Please repeat the entries word for word and keep the images out.

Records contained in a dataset
Segment Open
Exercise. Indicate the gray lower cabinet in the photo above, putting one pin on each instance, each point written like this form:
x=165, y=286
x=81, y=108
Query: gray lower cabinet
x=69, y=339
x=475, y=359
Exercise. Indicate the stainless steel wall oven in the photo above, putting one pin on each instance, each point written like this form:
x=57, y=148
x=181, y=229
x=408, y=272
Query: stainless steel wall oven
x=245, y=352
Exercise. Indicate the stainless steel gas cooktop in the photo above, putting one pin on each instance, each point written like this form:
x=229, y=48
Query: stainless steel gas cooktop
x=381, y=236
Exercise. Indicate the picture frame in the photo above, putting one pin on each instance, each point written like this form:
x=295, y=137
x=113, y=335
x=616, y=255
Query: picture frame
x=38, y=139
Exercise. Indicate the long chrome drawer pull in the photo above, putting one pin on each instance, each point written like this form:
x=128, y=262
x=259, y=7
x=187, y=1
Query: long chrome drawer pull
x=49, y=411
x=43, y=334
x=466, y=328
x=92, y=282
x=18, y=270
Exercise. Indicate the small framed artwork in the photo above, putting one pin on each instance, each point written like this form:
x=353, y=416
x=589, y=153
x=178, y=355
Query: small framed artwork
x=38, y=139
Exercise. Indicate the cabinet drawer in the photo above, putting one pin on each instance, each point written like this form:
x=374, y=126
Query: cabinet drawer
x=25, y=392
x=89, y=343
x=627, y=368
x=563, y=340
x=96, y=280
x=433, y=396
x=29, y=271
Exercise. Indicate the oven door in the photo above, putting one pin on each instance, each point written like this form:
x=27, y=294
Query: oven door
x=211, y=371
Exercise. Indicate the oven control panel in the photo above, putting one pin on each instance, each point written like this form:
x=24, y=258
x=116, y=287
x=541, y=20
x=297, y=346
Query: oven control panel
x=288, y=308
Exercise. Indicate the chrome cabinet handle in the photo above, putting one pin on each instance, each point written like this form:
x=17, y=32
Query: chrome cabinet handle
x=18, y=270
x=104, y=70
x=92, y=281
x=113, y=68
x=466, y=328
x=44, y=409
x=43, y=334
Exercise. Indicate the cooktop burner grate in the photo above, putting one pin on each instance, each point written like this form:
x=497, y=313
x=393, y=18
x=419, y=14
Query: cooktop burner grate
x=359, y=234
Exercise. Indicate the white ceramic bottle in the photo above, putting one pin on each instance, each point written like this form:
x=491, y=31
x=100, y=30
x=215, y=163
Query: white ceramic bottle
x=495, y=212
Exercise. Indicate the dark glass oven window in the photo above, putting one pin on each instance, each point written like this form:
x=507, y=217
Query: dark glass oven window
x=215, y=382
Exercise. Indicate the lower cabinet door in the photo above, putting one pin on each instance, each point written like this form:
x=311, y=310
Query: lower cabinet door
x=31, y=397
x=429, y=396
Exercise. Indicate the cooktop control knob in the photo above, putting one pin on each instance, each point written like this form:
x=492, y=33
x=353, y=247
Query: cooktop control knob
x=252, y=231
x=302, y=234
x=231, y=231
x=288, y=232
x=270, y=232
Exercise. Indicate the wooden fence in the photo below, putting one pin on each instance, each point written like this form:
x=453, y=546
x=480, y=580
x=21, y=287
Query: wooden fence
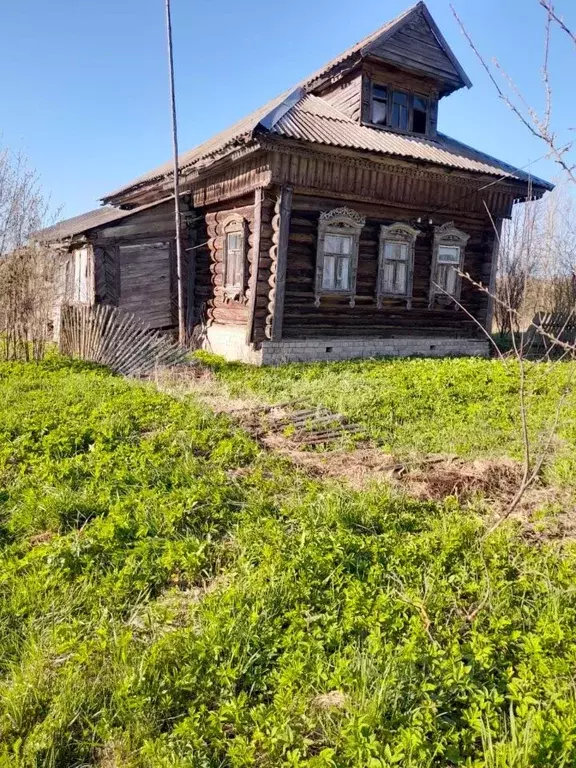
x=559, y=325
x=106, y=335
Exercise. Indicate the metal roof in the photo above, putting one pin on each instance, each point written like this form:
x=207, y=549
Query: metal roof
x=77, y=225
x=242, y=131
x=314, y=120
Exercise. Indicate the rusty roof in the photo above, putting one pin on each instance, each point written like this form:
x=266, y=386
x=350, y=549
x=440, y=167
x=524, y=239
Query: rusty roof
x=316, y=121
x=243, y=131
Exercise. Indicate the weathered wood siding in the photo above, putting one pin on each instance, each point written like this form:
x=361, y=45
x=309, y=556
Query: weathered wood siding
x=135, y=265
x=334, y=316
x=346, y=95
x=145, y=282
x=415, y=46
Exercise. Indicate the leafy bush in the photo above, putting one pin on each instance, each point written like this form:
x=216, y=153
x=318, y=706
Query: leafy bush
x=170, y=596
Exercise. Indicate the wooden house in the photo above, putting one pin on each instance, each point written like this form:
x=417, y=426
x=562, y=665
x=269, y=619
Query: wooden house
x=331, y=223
Segment Closed
# Output of the exercise:
Exercise. Indicate the gray lower cabinet in the photo above, putting one pin on each instance, each point written like this form:
x=165, y=286
x=81, y=108
Query: gray lower cabinet
x=69, y=339
x=475, y=359
Exercise. Indicate the stainless steel wall oven in the photo above, putting one pin on each instance, each point written like this form:
x=57, y=148
x=181, y=229
x=408, y=272
Query: stainless steel wall oven
x=245, y=352
Exercise. Indicate the stainless steel gas cooktop in the photo above, putting one pin on each instance, each point written like this form:
x=229, y=48
Query: stainless steel gas cooktop
x=381, y=236
Exercise. Indicate the picture frame in the photo above, putting one pin on each instance, each point written like this form:
x=295, y=137
x=113, y=335
x=616, y=255
Query: picture frame
x=38, y=139
Exercise. Indicate the long chrome drawer pull in the photo above, putting one pin on each instance, each point written like this form:
x=128, y=262
x=259, y=7
x=187, y=1
Query: long chrome drawer pull
x=49, y=411
x=43, y=334
x=466, y=328
x=92, y=282
x=18, y=270
Exercise. Indicate the small framed artwork in the photo above, putting one pin on each instance, each point written like this form:
x=353, y=416
x=589, y=153
x=178, y=355
Query: small framed artwork
x=38, y=139
Exercise. Indicate the cabinet drawer in the photo above, putting one pin on each instance, each point written like this form:
x=374, y=126
Query: cabinet drawer
x=25, y=392
x=89, y=343
x=627, y=368
x=563, y=340
x=96, y=280
x=433, y=396
x=29, y=271
Exercise. Indicate the oven door in the photo above, putting one pin on each instance, each point written like this form:
x=27, y=294
Query: oven door
x=211, y=371
Exercise. Indicate the oven control panel in the photo above, putting one pin on each instance, each point written like this form:
x=24, y=258
x=116, y=287
x=541, y=20
x=297, y=346
Query: oven control panel
x=288, y=308
Exercise. Indicate the chrome cabinet handle in the photo above, putting one pin on each instance, each point written like this form:
x=17, y=32
Query: chrome cabinet handle
x=18, y=270
x=104, y=70
x=92, y=281
x=113, y=68
x=466, y=328
x=44, y=409
x=43, y=334
Exercise. Indicate the cooktop burner grate in the photo above, putting one pin on each instance, each point written like this form:
x=497, y=313
x=393, y=18
x=419, y=14
Query: cooktop burner grate
x=359, y=234
Exercise. Indicate the white ceramic bottle in the photo above, putting one pin on each instance, each point written like this form:
x=491, y=31
x=100, y=30
x=215, y=163
Query: white ceramic bottle
x=495, y=212
Exercise. Indicate the dark glass oven window in the photo above, putting one pin on each instance, each point written like this form:
x=507, y=217
Query: dark glass oven window
x=215, y=382
Exercise. Indicate the lower cabinet door in the photo above, putting one pin on each instance, each point written like this form:
x=311, y=310
Query: lower cabinet door
x=31, y=397
x=429, y=396
Exercise. Indicate the cooktop control knob in the photo above, putting one pin on each instance, each point written like this form:
x=492, y=33
x=353, y=247
Query: cooktop control knob
x=252, y=231
x=302, y=234
x=231, y=231
x=288, y=232
x=270, y=232
Exercise. Indicate the wooden fence in the photo below, putting one pin on each instance, each point written like this form:
x=453, y=546
x=480, y=580
x=21, y=287
Query: wooden fence
x=559, y=325
x=106, y=335
Exercise. Indicate the metal roof in the photo above, putting one pin on each instance, each point written like this form:
x=207, y=549
Query: metal roof
x=77, y=225
x=242, y=131
x=314, y=120
Exercise. Indicate the rusty roof in the photo above, putting one pin on each instance, each point written like this form:
x=266, y=386
x=350, y=549
x=440, y=167
x=524, y=239
Query: rusty roof
x=316, y=121
x=243, y=131
Exercise. Indicate the weathered wood siding in the photo above, putting one pin on each instance, each point written like this form:
x=361, y=45
x=309, y=556
Query: weathered wood siding
x=135, y=265
x=334, y=316
x=346, y=95
x=145, y=282
x=415, y=46
Exercise. Indicate the leafy bush in the photo above, putting one pin on each instance, each point written like this form:
x=216, y=153
x=318, y=706
Query: leafy bush
x=170, y=596
Exercise. Indicate the wooden house in the photo above, putting one pin on each instance, each point written like this form:
x=417, y=426
x=562, y=665
x=269, y=619
Query: wooden house
x=331, y=223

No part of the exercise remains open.